Work request: Taking the first line of the listing as the start and the line containing "OUTPUT = bare" as the end, reproduce everything in between exactly, both ends included.

Dataset excerpts:
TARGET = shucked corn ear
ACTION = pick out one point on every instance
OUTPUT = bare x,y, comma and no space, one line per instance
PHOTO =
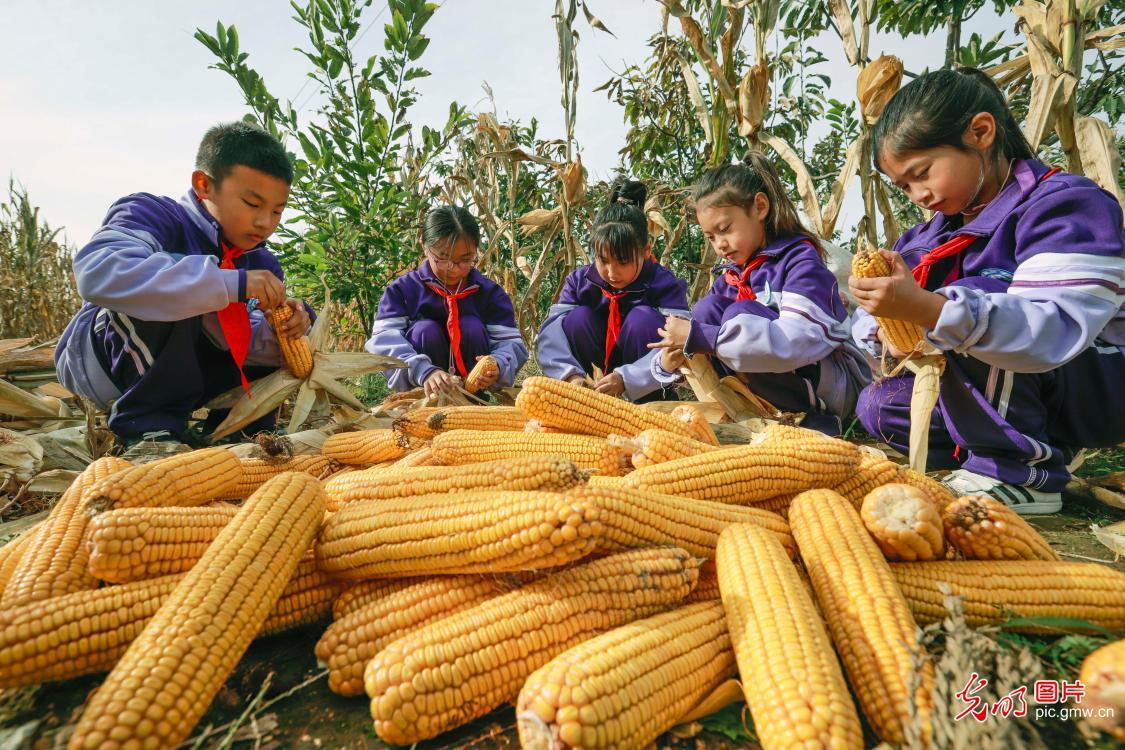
626,687
903,523
866,614
191,478
87,632
350,642
632,517
169,675
459,446
366,446
791,678
984,529
577,409
137,543
482,531
255,471
547,472
486,368
903,336
56,559
461,667
1104,676
995,590
297,353
750,473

Solution to this task:
TARGET = shucked corn ear
ACTION = pick out one point on every instance
OUTPUT = bare x,y, comma and no space, one line per instance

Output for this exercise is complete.